PROBLEMI E COMPITI
1) Traduci in inglese questa frase del testo: "Così sono nati interventi pasticciati come quelli in materia sanitaria di lotta al Covid, mentre altri come flat tax, riforma pensionistica, normativa sui limiti all’uso del contante sono ancora nel limbo."
2) Trascrivi dal testo il passo che parte dalle parole "Sul cambio di" e si ferma dopo le parole "che detta l’agenda.".

Sul cambio di passo si è assistito al solito cedimento alle pulsioni che si sogliono chiamare identitarie. Anche qui l’hanno fatto tutti, salvo che chi si trova all’opposizione ritiene inaccettabile quello che è stato da lui seguito come regola quando era al governo. Meloni nonostante il grande successo elettorale non ha avuto la forza per impedire che anche il suo esecutivo soggiacesse all’impulso di caratterizzarsi più che come risolutore di problemi come palcoscenico per mettere in scena “qualcosa di destra”. Comprendiamo benissimo che le era difficile fare diversamente non solo per dare qualche contentino ai suoi quadri che vogliono rifarsi di frustrazioni subite nei decenni scorsi, ma soprattutto per la pressione che le mette Salvini che vuole essere quello che detta l’agenda.

La tattica del leader della Lega è abbastanza semplice: annuncia in continuazione interventi marcatamente ascrivibili agli stereotipi della destra, così se vengono poi tradotti in provvedimenti governativi se ne assume il merito, mentre se non venissero accolti gli consentirebbero di presentarsi come l’unico vero rappresentante di quella parte politica. Così sono nati interventi pasticciati come quelli in materia sanitaria di lotta al Covid, mentre altri come flat tax, riforma pensionistica, normativa sui limiti all’uso del contante sono ancora nel limbo.

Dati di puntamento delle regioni

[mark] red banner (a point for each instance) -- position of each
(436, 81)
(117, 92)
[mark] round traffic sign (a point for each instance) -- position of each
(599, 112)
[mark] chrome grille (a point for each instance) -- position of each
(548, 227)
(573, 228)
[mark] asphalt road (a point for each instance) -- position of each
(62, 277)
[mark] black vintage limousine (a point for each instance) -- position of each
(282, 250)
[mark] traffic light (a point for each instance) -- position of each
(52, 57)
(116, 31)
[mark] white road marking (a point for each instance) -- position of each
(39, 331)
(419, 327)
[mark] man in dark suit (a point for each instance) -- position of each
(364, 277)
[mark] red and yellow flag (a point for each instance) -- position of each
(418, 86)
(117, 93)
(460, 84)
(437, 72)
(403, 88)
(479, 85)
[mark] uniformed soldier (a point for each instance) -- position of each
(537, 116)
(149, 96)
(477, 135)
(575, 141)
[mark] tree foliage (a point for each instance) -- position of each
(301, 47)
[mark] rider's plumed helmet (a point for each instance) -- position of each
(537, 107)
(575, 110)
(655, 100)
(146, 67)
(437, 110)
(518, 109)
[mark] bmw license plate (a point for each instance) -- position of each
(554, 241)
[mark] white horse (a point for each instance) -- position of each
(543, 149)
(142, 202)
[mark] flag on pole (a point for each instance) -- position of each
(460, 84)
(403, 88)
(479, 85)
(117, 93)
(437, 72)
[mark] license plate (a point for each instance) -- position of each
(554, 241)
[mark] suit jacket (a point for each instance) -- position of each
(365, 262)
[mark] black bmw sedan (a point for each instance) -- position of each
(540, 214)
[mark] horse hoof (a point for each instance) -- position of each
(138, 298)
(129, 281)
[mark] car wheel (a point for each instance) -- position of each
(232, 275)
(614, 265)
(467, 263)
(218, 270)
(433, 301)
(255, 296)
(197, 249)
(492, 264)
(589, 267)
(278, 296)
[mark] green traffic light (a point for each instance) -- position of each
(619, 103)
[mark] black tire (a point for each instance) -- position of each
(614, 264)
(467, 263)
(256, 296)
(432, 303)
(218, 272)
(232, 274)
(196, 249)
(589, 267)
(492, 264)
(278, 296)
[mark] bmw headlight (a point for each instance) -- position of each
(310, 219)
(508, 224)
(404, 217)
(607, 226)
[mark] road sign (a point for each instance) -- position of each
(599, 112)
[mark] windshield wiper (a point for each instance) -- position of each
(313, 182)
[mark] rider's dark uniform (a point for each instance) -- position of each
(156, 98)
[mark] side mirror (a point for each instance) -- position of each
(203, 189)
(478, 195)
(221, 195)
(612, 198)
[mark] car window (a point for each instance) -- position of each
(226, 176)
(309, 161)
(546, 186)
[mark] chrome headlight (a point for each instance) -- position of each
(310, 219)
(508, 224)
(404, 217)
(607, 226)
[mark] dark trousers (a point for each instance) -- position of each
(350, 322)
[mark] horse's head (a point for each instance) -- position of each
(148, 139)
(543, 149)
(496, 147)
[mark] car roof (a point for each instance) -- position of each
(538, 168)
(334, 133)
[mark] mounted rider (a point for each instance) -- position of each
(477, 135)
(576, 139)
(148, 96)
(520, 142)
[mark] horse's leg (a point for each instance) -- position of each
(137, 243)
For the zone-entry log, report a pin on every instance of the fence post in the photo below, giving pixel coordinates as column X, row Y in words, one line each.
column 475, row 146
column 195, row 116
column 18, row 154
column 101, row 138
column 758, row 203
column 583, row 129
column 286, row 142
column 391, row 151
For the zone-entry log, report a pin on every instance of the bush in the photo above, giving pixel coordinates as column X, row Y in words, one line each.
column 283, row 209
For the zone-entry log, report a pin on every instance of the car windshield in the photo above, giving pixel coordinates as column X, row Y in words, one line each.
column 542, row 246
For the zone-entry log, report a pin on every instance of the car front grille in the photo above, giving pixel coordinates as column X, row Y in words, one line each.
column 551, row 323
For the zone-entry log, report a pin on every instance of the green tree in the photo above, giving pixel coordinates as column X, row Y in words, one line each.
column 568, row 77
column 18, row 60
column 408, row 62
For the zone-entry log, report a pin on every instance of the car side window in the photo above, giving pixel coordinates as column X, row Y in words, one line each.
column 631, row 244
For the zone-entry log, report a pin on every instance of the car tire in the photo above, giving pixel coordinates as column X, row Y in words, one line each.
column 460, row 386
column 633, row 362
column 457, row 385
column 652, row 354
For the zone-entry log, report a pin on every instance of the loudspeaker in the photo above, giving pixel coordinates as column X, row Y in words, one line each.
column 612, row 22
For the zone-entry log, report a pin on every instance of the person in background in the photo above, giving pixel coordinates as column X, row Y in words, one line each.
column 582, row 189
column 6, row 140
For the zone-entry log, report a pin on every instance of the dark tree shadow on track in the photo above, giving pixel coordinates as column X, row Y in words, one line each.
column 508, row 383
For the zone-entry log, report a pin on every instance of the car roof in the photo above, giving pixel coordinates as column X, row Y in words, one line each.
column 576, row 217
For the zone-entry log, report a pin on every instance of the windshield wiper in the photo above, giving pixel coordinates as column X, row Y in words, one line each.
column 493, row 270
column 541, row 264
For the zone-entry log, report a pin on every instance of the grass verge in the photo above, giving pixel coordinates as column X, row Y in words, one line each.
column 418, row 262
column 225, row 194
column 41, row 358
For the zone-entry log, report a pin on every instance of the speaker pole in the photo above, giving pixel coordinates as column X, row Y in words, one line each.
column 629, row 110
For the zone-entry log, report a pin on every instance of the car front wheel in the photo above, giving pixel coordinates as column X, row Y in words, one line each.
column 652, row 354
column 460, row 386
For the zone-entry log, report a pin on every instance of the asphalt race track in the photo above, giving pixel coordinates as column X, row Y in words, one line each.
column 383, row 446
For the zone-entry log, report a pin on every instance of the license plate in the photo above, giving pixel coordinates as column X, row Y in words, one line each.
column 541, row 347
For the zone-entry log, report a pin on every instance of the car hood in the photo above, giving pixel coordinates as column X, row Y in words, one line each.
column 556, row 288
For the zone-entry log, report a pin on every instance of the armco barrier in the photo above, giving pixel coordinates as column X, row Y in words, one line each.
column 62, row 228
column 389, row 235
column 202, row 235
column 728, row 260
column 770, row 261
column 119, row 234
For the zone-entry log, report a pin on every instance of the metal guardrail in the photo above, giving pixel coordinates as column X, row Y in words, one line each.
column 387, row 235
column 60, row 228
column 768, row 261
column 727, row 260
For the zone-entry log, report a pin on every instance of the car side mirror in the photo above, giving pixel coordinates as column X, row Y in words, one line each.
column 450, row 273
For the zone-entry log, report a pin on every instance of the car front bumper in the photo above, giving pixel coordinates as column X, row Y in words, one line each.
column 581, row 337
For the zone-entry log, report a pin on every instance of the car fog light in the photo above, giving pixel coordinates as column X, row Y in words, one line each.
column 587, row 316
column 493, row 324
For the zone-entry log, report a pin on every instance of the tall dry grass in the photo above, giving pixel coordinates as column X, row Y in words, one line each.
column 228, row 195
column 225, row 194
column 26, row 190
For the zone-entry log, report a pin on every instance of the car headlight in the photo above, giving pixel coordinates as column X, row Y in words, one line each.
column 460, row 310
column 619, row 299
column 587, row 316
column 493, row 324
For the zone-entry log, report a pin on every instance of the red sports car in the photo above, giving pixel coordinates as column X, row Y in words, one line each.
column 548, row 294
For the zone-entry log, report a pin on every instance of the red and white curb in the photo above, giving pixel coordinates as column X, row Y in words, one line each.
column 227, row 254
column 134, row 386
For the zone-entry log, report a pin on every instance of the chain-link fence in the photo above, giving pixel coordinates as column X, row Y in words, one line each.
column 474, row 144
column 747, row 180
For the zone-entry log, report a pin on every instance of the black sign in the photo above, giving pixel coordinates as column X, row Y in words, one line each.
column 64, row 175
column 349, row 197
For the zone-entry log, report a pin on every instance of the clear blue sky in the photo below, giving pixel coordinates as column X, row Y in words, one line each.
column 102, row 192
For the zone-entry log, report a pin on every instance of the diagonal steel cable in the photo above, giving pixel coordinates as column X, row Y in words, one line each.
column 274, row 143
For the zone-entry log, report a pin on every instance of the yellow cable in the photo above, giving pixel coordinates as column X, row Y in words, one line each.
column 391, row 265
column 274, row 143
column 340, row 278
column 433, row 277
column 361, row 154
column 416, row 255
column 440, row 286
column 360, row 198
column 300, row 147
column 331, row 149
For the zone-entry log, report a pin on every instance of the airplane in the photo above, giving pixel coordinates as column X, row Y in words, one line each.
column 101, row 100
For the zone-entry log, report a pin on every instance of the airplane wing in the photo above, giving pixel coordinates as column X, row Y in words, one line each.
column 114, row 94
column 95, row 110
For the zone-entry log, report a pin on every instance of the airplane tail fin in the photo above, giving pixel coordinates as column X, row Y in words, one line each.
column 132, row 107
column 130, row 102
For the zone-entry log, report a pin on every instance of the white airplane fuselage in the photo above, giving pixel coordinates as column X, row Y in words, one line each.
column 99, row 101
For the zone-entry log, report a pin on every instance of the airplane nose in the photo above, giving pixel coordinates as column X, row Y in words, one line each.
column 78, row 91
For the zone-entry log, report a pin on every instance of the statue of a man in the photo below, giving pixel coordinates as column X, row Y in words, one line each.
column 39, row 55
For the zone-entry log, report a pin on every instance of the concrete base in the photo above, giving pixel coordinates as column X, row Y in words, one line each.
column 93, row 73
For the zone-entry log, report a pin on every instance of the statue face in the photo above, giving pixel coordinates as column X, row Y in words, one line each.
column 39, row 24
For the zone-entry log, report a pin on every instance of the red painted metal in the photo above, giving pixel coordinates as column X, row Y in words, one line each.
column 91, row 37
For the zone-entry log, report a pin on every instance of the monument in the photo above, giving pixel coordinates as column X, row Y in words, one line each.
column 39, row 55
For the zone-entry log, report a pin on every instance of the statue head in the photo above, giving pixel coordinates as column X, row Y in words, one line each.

PROBLEMI RISOLTI
1) This is how muddled measures came about, such as the health-care ones in the fight against Covid, while others, such as the flat tax, pension reform and rules on limits to the use of cash, are still in limbo.

2)
Sul cambio di passo si è assistito al solito cedimento alle pulsioni che si sogliono chiamare identitarie. Anche qui l’hanno fatto tutti, salvo che chi si trova all’opposizione ritiene inaccettabile quello che è stato da lui seguito come regola quando era al governo. Meloni nonostante il grande successo elettorale non ha avuto la forza per impedire che anche il suo esecutivo soggiacesse all’impulso di caratterizzarsi più che come risolutore di problemi come palcoscenico per mettere in scena “qualcosa di destra”. Comprendiamo benissimo che le era difficile fare diversamente non solo per dare qualche contentino ai suoi quadri che vogliono rifarsi di frustrazioni subite nei decenni scorsi, ma soprattutto per la pressione che le mette Salvini che vuole essere quello che detta l’agenda.